Entries supplied:
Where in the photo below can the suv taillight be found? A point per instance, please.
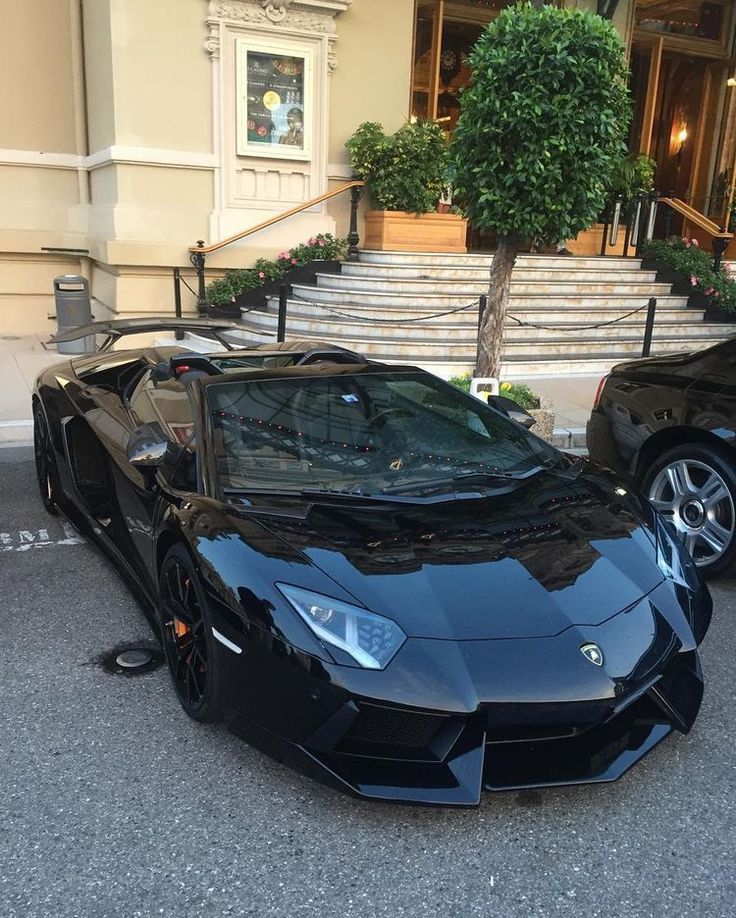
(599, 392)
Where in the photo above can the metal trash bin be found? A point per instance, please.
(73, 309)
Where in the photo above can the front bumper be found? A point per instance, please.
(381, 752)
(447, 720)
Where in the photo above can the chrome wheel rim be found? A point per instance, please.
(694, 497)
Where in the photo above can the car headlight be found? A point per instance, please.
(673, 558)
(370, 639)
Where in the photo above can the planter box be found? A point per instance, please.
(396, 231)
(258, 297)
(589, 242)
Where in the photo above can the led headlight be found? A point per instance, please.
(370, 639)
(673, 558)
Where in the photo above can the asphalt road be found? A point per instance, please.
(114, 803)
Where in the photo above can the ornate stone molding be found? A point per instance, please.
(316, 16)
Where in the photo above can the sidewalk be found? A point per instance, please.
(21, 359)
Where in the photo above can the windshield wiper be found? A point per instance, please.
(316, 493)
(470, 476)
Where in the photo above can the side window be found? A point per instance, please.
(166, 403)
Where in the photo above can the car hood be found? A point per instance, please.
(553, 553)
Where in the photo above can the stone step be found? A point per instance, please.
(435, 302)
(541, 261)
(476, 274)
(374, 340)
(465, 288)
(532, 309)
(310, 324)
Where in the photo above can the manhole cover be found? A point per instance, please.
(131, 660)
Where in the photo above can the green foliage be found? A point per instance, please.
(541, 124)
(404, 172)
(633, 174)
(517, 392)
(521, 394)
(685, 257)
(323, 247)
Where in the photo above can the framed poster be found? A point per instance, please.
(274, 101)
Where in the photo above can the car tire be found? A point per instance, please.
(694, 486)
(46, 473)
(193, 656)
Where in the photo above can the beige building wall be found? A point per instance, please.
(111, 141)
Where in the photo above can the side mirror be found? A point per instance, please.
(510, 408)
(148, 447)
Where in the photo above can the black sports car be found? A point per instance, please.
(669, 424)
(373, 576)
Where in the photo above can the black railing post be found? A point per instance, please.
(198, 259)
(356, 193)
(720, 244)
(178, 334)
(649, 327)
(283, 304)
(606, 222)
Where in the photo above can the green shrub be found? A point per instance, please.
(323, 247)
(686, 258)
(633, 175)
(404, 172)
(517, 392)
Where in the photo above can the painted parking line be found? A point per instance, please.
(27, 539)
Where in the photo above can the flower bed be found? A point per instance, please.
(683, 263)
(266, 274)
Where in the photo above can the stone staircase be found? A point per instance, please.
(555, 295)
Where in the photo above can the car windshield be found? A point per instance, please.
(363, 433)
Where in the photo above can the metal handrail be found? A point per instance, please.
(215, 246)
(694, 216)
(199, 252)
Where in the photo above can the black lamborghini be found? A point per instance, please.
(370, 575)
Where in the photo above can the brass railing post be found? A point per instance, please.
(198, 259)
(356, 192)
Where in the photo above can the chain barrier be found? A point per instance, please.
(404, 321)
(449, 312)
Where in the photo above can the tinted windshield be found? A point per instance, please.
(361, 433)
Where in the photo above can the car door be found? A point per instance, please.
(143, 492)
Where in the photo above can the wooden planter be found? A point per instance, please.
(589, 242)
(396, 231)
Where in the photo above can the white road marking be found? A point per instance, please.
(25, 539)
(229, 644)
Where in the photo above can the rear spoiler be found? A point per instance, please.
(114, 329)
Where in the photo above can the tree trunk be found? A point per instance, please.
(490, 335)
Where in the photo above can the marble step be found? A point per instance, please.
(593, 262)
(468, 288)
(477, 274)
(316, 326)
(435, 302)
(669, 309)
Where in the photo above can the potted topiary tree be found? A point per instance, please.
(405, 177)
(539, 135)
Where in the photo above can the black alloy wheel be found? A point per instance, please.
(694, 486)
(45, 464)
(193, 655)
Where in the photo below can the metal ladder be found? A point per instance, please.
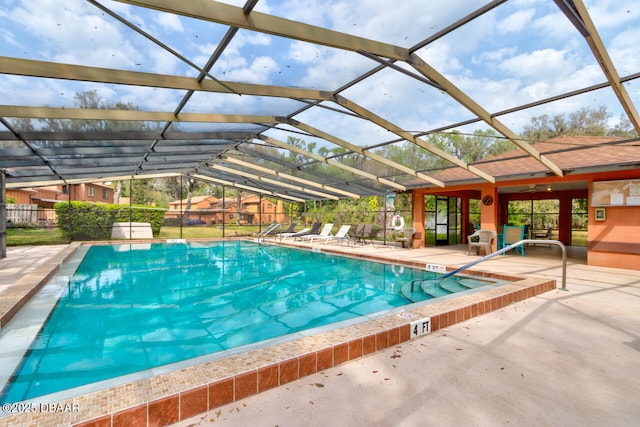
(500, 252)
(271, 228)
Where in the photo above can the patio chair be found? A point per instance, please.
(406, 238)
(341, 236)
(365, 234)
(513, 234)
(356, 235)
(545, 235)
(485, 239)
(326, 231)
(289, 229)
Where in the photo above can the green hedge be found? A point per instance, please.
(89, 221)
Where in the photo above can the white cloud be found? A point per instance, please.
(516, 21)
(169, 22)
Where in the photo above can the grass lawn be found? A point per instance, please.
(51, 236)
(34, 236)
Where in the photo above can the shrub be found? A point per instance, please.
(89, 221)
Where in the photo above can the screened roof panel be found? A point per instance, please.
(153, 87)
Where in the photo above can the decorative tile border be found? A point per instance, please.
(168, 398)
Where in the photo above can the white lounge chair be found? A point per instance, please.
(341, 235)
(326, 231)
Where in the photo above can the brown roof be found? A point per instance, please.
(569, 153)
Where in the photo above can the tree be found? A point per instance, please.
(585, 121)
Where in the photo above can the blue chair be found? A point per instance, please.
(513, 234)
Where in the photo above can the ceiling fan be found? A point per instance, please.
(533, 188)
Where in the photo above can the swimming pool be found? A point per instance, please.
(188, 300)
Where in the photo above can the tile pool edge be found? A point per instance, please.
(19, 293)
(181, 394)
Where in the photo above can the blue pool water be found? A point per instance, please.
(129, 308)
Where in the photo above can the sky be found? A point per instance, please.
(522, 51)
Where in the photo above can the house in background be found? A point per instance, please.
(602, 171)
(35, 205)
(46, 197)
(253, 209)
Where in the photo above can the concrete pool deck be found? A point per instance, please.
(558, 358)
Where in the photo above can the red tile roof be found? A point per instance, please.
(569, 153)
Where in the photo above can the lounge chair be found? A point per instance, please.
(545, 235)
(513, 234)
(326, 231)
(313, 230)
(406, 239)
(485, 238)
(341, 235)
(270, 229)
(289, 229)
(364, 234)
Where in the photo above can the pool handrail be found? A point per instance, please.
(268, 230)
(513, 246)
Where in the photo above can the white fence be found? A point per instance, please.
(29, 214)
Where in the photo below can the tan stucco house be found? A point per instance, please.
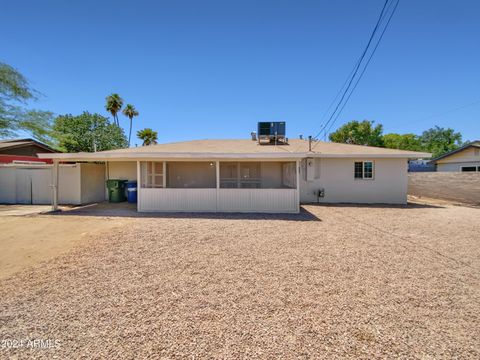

==

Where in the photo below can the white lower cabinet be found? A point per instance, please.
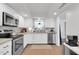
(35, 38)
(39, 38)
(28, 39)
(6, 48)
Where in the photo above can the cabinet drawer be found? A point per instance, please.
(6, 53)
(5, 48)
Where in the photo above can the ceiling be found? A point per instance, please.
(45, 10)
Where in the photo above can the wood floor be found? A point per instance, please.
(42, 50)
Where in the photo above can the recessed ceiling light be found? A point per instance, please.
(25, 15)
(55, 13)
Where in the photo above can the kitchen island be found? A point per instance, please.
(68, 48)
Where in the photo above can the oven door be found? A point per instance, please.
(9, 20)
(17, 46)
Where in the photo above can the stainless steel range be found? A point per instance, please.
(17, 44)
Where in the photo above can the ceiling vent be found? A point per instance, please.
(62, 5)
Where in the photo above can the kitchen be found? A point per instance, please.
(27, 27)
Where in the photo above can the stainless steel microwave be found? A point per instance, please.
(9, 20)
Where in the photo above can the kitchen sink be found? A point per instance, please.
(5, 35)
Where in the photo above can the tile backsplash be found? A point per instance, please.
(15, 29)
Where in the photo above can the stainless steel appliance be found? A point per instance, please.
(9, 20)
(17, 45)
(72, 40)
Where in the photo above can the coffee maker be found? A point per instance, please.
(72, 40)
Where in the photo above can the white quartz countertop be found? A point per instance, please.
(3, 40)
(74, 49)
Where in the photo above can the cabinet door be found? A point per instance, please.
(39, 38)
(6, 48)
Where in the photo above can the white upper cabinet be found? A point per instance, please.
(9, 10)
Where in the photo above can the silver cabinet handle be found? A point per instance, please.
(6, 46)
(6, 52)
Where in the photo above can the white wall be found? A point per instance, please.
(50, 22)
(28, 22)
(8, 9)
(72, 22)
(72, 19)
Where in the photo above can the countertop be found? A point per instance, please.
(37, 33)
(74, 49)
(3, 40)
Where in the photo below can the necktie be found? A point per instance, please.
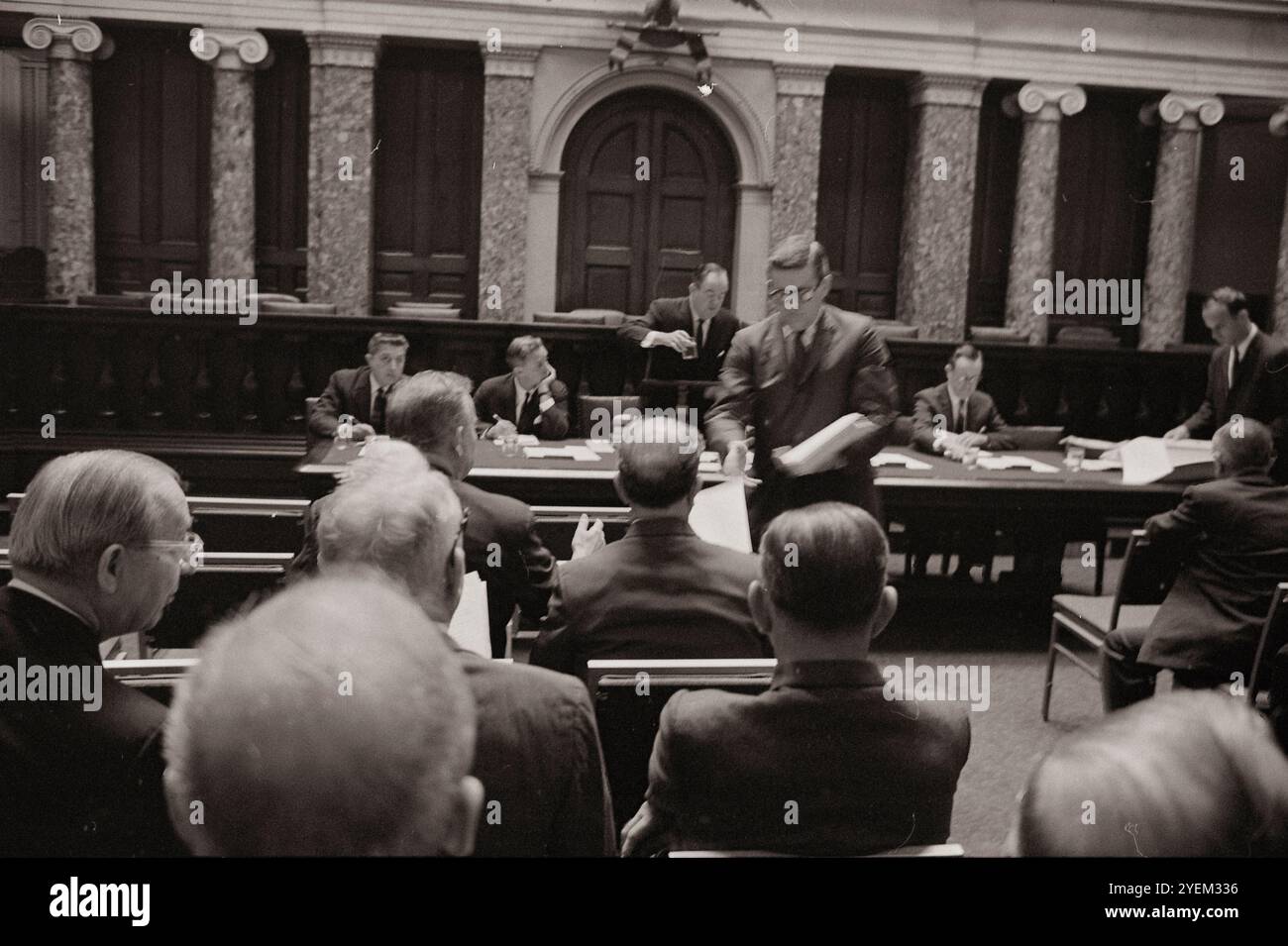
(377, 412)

---

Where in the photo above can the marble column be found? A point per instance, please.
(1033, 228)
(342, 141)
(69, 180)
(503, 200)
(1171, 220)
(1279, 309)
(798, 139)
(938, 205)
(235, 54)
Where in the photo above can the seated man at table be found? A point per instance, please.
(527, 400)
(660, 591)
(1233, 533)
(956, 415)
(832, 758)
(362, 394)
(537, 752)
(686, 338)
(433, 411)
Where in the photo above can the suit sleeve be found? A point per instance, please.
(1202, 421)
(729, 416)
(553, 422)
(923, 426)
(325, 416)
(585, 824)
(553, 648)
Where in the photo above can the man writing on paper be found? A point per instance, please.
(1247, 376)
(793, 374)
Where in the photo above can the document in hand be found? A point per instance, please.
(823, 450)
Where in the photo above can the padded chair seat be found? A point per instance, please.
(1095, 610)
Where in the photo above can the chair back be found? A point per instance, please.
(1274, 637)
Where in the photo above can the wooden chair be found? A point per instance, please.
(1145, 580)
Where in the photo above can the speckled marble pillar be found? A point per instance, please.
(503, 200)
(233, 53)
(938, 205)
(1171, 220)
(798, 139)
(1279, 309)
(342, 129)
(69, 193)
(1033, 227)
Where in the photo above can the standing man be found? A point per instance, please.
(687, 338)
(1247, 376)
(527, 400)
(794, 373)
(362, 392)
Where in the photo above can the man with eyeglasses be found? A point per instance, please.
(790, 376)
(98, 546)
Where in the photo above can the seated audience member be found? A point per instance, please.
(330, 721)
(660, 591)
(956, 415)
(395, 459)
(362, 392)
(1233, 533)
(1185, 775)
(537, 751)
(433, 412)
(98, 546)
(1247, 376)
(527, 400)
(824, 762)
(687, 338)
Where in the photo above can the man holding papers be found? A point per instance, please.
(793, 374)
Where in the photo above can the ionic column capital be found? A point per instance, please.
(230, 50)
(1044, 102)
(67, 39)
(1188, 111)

Exercise instructions: Lay out the listing as a numbered list, starting at the line with "Where in the photo above can the standing" and ending at the line with "(1188, 111)", both included, with no blank lines.

Completed exercise:
1. Where in the photo above can the standing man be found? A point per instance, please.
2. (687, 338)
3. (1247, 376)
4. (527, 400)
5. (794, 373)
6. (362, 392)
7. Where in the photo above can the man with eyeglasses be found? A point per instance, please.
8. (790, 376)
9. (98, 546)
10. Where in the photo above can the seated audience member be found? A point per instance, please.
11. (330, 721)
12. (660, 591)
13. (956, 415)
14. (395, 459)
15. (362, 392)
16. (1233, 533)
17. (1185, 775)
18. (537, 751)
19. (433, 412)
20. (98, 546)
21. (1247, 376)
22. (527, 400)
23. (824, 762)
24. (687, 338)
25. Where in the photo above can the man holding papers be found? A point per instance, please.
26. (793, 374)
27. Where in the photo above can the ionic column capital be found? A point per instance, please.
28. (230, 50)
29. (1044, 102)
30. (67, 39)
31. (1188, 111)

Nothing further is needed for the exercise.